**SOURCE EXTRACT:**
· · · · ·
It is now 60 years since the Anpo demonstrations, and 35 years since Karōji’s passing.

He rests at the foot of Mount Hakodate, where he can gaze on his beloved ocean. When I visited the grave in the summer of 2019, I notice the name of Makiko, who had died two years earlier, had joined those of her husband and mother-in-law Kiyo. Now the entire Karōji family slumbers together. A cold rain fell as I surveyed the familiar offerings on the grave: flowers, one-cup sake. As the evening sun fell, I gazed in the distance at the squid-fishing boats hurrying to their fishing grounds.
· · · · ·
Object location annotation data

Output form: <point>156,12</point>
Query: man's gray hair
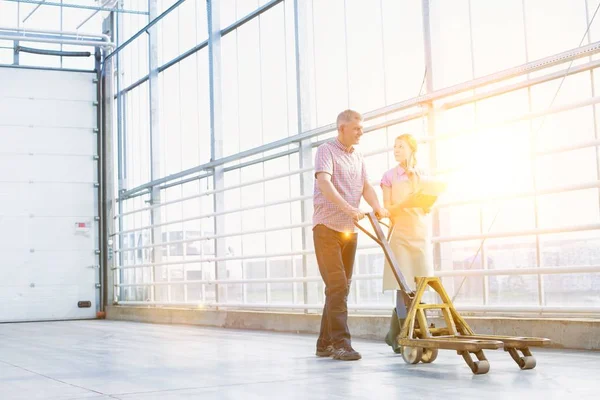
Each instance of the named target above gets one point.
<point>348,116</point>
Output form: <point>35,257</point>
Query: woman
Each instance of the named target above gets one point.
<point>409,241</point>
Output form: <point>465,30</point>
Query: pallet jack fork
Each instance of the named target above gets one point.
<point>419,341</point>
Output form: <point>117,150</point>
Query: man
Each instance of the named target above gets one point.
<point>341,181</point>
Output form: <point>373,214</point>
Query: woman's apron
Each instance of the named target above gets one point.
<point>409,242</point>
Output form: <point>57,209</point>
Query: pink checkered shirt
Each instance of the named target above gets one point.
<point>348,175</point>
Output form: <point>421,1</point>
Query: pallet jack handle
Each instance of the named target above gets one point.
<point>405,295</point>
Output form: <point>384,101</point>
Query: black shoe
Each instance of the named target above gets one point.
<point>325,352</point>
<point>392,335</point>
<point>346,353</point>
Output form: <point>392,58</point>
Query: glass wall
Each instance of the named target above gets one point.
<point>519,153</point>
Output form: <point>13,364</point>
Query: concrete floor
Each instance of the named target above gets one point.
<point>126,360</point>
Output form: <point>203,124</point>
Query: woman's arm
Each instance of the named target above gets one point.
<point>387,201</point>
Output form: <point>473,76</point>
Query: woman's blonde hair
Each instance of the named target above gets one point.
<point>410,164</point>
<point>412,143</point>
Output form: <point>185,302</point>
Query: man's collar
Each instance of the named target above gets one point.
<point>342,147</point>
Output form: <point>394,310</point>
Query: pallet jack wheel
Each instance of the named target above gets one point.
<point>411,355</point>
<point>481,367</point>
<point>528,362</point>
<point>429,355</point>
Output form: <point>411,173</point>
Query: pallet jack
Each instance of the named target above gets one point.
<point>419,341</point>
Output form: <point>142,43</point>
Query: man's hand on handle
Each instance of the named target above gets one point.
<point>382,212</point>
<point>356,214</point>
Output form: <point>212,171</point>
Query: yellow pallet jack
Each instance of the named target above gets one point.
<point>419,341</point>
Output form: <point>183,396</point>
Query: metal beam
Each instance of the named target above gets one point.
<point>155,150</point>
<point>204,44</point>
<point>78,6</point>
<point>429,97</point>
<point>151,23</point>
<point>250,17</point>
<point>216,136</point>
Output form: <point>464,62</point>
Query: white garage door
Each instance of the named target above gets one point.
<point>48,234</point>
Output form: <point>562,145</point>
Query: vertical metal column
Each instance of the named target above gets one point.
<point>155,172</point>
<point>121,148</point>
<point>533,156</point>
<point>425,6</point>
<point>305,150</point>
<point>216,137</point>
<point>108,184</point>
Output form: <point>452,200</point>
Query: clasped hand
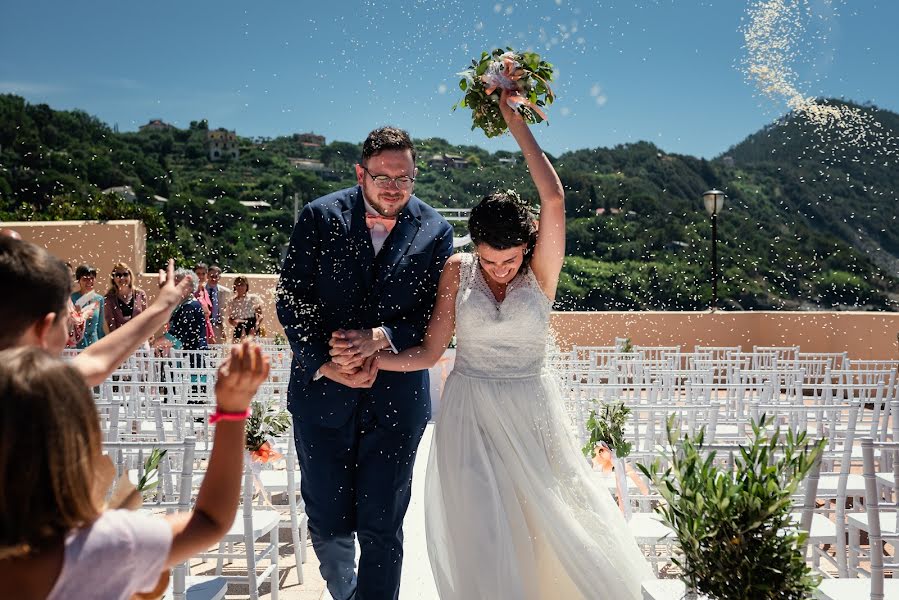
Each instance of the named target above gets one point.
· · · · ·
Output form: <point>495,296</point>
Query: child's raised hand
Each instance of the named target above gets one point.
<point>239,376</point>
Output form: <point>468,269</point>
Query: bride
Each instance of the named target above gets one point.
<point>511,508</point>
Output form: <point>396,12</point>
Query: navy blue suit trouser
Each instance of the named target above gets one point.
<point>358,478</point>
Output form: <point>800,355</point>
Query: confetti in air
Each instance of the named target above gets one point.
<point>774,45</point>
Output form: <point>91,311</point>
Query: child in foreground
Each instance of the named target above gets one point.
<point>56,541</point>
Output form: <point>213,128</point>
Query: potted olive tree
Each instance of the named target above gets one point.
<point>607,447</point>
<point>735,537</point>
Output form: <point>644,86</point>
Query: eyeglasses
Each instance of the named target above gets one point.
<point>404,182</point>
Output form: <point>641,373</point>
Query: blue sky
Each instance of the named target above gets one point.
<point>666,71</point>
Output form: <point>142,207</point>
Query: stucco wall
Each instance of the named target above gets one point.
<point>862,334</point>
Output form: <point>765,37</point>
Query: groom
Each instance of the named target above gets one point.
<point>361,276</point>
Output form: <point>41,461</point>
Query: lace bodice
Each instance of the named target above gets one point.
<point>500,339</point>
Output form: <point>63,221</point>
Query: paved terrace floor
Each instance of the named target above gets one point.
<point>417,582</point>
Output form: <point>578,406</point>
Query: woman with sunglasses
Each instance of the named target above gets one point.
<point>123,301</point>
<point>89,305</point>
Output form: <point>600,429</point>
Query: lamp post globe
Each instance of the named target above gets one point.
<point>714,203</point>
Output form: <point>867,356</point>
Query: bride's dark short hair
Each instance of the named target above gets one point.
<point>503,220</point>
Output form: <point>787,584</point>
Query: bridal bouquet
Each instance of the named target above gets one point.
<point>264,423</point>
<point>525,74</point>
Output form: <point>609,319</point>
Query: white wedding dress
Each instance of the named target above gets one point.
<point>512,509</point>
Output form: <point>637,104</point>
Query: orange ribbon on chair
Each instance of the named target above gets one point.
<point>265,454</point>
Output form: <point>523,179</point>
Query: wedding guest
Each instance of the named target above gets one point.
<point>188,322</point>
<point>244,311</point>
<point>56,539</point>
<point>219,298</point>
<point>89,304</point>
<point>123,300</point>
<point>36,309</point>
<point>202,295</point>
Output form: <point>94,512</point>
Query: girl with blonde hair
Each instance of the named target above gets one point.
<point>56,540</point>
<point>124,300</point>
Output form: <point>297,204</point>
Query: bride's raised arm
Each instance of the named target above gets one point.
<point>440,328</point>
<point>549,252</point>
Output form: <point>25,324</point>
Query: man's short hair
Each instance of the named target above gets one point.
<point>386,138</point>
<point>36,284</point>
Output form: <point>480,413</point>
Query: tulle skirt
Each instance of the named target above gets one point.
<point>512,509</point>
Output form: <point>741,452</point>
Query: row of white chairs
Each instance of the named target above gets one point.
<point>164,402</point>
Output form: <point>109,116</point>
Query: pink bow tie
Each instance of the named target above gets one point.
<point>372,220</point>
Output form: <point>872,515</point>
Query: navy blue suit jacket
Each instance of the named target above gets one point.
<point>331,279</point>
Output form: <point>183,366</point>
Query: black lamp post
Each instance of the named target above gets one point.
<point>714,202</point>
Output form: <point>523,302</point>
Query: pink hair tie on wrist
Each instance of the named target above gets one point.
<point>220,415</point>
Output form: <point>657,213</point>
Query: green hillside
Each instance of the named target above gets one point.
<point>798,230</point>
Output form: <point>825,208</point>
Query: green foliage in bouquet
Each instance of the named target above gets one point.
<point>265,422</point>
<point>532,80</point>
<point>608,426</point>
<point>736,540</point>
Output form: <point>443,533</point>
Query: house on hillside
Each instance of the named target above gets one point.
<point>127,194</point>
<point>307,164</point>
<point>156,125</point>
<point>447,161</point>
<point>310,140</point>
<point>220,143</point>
· · · · ·
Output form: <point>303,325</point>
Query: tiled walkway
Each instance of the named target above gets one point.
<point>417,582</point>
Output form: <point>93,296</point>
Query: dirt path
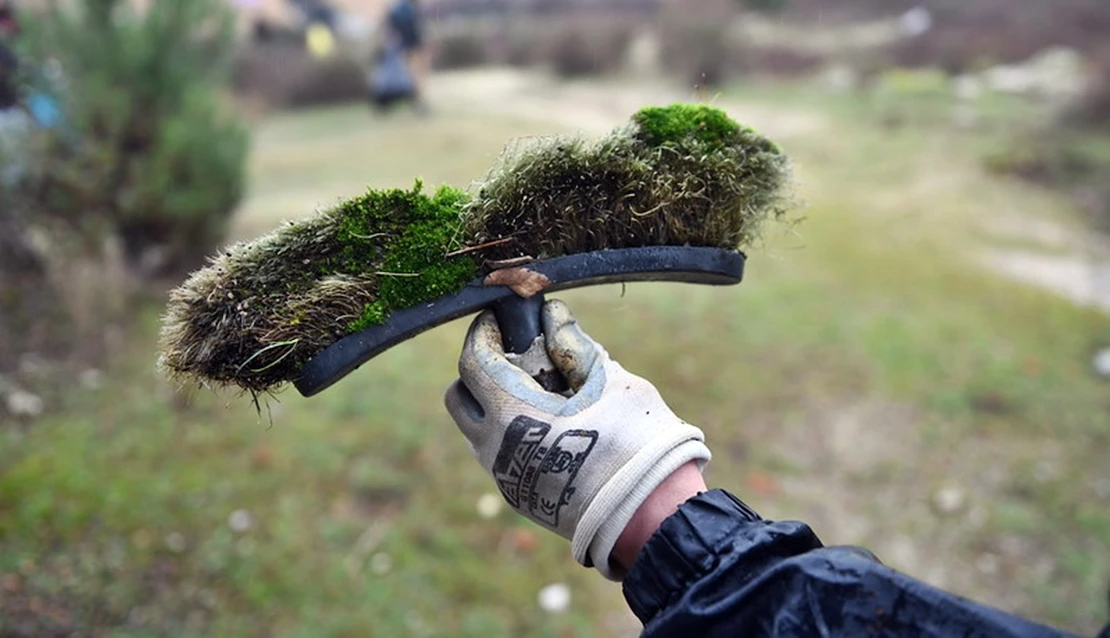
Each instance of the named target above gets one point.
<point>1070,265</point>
· · · · ·
Resume the passage about visiting Karōji's grave at Mount Hakodate, continuing from its final sentence.

**WRITTEN ANSWER:**
I once attended a lecture delivered in Hakodate by Nishibe Susumu, a Zengakuren friend of Karōji’s who later become a professor at the University of Tokyo. At a gathering after the event, he said something that stayed with me: “He was the only person I could never stand up to . . .” This was eight years after Karōji’s death. Just over a year later, Nishibe was found drowned in the Tamagawa river.

Nishibe Susumu. (Hakodate, 1992)
Nishibe Susumu. (Hakodate, 1992)

Karōji Kentarō’s grave

Access: 20 minute-walk from the Hakodate-dokku-mae stop on the Hakodate City Tram, near the Foreign General Cemetery.